*** Raw data Section Begins ***

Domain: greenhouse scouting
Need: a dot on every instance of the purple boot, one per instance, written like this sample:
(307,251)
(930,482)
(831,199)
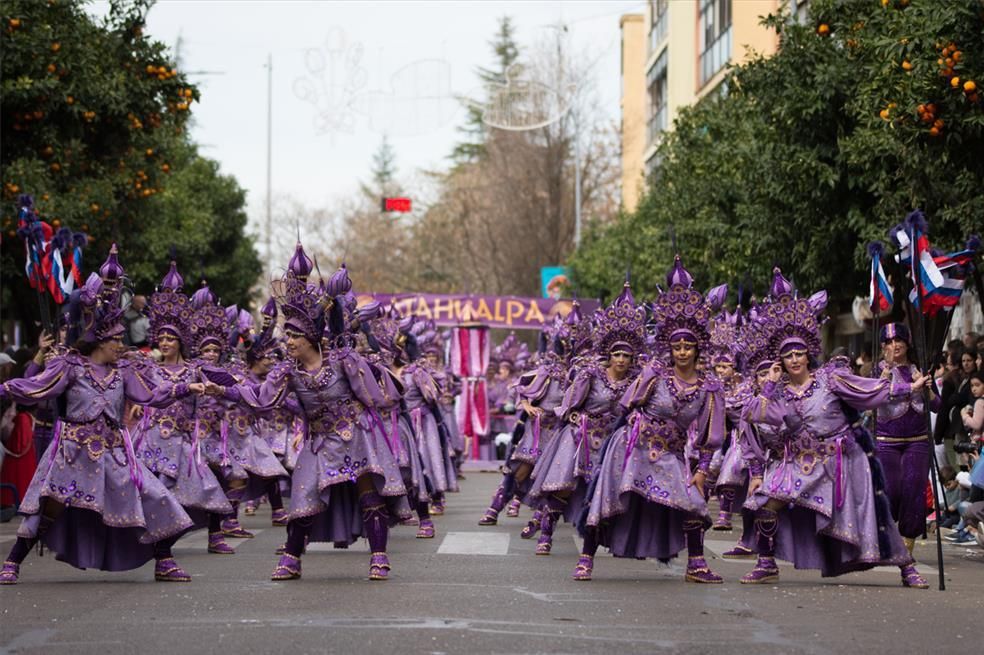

*** Raw data Section Ends ***

◆ **Directions**
Pictures aside, return all of the material exactly as written.

◆ **Result of the task**
Domain: greenhouse scouting
Need: a dot on every instance of the purple boot, one per instance, written like this sample:
(307,251)
(930,482)
(831,199)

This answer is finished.